**Given entries:**
□ □ □ □

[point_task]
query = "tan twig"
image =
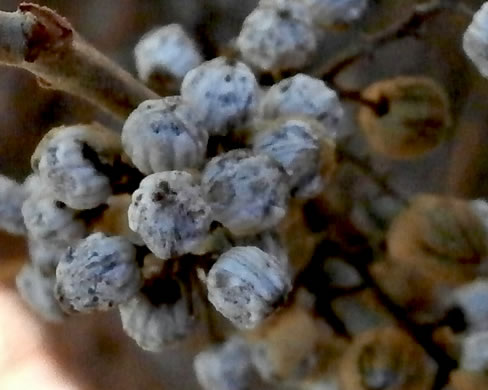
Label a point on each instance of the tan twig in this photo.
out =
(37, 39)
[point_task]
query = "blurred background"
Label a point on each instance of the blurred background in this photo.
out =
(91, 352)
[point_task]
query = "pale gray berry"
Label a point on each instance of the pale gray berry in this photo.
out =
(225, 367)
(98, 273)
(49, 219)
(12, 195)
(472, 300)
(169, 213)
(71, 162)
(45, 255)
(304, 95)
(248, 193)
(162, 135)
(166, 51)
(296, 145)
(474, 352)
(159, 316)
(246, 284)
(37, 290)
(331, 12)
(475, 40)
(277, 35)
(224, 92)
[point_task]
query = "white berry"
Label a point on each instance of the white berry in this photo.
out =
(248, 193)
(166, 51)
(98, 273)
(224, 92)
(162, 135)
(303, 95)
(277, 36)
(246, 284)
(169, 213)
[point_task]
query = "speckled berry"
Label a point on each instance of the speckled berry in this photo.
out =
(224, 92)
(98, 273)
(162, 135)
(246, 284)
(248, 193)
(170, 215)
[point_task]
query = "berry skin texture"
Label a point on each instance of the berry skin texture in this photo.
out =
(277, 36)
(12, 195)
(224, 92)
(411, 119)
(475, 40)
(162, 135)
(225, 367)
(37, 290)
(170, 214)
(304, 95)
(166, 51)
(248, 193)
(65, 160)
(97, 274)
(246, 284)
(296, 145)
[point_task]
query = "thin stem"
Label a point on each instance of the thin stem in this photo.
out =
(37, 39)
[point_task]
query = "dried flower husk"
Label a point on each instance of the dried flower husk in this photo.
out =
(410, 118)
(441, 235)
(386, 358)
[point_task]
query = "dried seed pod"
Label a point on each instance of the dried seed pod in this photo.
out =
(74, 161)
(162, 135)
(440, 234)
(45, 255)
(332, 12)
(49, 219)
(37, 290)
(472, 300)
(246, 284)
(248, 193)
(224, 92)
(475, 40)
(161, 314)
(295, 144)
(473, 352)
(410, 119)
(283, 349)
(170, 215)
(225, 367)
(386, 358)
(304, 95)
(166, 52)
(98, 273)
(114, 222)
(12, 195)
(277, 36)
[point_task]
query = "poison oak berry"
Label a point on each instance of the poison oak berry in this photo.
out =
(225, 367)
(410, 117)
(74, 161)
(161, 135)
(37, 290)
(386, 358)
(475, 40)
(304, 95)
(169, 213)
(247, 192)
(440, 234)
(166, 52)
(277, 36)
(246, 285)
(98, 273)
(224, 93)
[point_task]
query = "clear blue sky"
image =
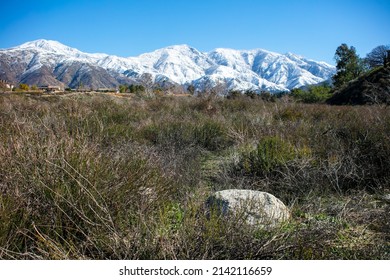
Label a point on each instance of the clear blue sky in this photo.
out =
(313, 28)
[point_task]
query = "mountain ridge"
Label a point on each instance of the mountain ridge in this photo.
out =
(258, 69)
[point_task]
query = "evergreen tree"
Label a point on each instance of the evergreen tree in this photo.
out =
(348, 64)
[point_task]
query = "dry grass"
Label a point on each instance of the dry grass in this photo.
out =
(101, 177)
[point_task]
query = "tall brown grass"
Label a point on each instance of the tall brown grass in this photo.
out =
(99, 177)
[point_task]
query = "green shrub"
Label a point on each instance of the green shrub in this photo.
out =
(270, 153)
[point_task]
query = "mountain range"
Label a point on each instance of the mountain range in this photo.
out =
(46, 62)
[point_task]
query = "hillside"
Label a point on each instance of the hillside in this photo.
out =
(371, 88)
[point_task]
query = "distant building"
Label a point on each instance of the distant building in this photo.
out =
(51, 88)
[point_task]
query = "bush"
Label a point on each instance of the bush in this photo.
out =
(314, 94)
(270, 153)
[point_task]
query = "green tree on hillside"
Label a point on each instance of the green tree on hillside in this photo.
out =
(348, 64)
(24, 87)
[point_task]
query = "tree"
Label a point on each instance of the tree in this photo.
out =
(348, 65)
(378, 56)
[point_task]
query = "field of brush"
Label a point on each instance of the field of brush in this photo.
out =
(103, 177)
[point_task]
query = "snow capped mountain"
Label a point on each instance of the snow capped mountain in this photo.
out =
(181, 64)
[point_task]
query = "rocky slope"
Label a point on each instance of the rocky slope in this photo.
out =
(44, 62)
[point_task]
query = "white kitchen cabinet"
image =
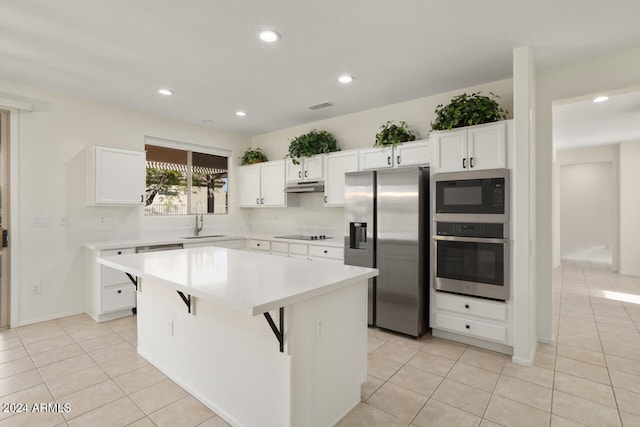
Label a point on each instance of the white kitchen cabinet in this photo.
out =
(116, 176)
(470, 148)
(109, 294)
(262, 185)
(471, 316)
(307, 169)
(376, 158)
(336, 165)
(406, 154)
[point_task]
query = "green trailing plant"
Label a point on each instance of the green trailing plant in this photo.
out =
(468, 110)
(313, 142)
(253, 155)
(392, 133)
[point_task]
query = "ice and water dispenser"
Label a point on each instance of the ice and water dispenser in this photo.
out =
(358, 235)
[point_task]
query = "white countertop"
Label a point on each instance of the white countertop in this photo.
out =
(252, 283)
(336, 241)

□ □ □ □

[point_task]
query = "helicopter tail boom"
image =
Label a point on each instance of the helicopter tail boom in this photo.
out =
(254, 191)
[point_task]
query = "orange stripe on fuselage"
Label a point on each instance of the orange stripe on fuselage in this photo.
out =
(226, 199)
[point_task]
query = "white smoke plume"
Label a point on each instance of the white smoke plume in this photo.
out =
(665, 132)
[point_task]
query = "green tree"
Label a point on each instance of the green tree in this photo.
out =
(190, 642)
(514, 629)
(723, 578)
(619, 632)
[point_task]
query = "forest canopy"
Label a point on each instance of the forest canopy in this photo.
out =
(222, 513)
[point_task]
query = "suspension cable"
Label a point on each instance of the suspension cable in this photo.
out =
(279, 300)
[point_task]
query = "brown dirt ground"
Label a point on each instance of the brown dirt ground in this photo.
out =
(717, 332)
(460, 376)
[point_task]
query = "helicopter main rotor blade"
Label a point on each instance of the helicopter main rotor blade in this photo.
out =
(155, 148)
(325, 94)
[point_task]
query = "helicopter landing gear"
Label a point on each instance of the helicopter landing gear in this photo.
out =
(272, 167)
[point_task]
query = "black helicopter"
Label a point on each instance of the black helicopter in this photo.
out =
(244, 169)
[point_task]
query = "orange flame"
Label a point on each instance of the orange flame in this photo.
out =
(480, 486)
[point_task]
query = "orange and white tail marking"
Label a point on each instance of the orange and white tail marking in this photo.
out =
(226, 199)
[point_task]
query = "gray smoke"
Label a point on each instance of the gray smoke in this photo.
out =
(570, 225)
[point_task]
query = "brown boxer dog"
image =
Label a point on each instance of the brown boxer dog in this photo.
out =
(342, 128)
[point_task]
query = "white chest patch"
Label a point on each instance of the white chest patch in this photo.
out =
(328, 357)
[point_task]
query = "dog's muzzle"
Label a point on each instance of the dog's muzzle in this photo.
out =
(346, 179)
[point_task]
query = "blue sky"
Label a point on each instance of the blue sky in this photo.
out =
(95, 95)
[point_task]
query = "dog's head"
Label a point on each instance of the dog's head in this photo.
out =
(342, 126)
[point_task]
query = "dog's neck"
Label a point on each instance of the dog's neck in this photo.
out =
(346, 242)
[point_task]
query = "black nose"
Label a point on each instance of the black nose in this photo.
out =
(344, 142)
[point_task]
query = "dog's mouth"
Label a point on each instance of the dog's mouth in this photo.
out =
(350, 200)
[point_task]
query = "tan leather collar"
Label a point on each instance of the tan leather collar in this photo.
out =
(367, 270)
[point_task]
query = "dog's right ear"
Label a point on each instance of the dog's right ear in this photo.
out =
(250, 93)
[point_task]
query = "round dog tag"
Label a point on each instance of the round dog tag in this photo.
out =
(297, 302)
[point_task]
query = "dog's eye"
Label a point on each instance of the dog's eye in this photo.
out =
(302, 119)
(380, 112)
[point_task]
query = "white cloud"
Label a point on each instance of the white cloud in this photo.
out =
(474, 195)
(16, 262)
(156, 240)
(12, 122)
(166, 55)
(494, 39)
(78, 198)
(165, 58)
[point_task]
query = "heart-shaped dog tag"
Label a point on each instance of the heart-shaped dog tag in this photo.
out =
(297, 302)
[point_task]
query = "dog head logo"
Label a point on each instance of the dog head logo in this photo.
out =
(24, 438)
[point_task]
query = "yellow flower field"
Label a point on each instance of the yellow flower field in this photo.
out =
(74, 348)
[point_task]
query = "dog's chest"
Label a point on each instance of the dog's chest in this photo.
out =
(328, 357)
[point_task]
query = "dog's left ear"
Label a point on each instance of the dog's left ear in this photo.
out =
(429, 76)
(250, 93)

□ □ □ □

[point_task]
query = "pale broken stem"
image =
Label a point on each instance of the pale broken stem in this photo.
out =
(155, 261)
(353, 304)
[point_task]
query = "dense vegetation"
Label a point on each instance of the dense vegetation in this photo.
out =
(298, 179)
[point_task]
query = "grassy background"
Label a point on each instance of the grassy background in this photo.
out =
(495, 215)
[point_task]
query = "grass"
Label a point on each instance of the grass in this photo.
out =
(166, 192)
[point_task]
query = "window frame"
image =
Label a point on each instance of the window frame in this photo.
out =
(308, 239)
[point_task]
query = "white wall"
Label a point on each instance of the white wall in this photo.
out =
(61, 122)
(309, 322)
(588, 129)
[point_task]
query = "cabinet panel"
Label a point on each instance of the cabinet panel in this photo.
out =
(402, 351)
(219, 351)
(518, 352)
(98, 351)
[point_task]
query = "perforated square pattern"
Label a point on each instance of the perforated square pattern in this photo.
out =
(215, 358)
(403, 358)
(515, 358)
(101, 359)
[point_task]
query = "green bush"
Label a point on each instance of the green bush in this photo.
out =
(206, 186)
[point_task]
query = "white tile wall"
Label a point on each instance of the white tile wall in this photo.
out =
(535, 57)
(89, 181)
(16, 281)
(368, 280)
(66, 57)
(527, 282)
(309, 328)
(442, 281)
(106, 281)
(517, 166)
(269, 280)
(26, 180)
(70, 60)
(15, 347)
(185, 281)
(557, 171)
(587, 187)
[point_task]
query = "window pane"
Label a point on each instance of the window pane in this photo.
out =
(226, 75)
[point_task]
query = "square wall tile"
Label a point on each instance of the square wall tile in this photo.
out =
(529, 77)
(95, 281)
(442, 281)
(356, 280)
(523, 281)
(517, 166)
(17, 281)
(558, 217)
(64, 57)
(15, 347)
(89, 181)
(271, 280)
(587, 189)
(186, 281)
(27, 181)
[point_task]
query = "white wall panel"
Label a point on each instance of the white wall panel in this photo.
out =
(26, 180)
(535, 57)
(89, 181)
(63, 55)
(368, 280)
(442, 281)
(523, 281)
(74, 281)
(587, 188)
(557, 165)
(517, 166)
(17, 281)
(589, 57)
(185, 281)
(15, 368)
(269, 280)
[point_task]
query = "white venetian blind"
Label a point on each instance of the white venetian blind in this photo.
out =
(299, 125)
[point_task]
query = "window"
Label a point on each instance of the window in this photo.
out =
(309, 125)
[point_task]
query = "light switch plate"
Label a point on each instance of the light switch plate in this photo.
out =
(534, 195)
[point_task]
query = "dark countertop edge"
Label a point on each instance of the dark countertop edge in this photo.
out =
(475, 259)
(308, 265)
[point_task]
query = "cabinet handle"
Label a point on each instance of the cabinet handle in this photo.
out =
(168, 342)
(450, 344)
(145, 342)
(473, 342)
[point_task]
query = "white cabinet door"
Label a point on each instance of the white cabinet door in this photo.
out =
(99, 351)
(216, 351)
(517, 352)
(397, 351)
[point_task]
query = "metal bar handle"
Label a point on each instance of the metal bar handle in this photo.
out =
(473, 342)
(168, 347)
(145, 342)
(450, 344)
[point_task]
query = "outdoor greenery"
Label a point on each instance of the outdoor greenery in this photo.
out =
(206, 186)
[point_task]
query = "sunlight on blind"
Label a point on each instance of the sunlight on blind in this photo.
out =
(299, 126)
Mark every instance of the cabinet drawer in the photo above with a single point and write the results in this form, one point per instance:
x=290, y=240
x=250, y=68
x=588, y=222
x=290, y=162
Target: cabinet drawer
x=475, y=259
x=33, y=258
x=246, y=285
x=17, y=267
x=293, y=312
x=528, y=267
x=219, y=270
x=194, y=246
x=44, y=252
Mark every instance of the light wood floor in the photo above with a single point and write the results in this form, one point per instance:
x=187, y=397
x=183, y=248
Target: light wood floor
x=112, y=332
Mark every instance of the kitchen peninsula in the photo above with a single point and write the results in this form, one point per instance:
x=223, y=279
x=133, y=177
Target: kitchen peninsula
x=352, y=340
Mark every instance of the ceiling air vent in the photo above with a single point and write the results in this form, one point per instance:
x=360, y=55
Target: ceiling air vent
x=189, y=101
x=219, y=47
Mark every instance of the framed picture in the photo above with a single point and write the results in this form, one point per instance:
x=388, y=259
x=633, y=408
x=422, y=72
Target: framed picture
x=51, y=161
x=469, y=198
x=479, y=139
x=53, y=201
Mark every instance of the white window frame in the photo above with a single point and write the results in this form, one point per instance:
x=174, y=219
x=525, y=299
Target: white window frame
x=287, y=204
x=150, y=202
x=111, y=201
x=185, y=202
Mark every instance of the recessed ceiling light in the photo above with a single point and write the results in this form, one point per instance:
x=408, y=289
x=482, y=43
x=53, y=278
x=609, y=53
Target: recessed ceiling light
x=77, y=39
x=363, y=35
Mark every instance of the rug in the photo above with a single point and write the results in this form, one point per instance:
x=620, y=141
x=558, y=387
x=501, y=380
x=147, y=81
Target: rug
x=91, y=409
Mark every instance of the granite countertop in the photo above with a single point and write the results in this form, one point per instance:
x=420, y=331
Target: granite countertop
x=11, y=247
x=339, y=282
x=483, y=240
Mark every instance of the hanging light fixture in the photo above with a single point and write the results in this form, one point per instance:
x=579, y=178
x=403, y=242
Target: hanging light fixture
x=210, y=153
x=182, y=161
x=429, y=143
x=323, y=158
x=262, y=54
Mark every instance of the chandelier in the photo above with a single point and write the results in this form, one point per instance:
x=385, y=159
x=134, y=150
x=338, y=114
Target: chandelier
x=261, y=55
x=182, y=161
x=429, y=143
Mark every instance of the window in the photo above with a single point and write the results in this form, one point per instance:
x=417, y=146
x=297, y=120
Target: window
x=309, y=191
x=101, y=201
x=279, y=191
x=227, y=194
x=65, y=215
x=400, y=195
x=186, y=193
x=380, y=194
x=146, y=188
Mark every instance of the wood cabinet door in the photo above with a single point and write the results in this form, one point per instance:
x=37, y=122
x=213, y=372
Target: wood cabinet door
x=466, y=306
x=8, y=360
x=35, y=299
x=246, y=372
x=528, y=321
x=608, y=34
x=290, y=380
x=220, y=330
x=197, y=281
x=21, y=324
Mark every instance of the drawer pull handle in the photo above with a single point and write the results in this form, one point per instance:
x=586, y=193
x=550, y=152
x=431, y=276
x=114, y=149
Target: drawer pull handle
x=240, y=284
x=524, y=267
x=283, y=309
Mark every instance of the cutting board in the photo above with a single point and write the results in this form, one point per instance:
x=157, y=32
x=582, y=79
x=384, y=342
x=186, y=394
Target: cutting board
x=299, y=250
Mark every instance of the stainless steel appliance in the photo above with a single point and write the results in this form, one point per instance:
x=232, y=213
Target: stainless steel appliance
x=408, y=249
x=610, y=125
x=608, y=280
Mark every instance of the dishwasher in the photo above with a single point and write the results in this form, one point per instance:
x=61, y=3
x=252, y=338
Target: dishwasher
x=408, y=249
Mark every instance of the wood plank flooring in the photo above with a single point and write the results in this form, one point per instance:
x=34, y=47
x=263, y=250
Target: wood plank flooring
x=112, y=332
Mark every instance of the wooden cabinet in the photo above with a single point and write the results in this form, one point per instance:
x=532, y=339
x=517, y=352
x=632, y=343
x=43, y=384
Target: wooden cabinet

□ □ □ □

**What to do:** Write down, word for word, the lines above from the one containing "x=525, y=299" through the one containing "Mark every instance of the chandelier", both ends included.

**Task result:**
x=525, y=299
Target: white window frame
x=287, y=204
x=150, y=202
x=111, y=201
x=185, y=202
Mark every instance of the recessed ceiling light in the photo above with a single point and write the results in this form, one point per instance:
x=408, y=289
x=482, y=43
x=53, y=278
x=609, y=53
Target: recessed ceiling light
x=77, y=39
x=363, y=35
Mark every instance of the rug in the photo above with a single point and write the results in this form, one point per instance:
x=620, y=141
x=558, y=387
x=501, y=380
x=147, y=81
Target: rug
x=91, y=409
Mark every instance of the granite countertop in the photo above with a single point and write the results in this form, one point per instance:
x=420, y=331
Target: granite countertop
x=11, y=247
x=339, y=282
x=483, y=240
Mark every instance of the hanging light fixture in the photo above with a single point and write the results in this form, one point per instance:
x=579, y=178
x=403, y=242
Target: hanging light fixture
x=210, y=153
x=182, y=161
x=429, y=143
x=323, y=158
x=262, y=54
Mark every instance of the chandelier in the photo above with a single point and write the results in this form, one point per instance:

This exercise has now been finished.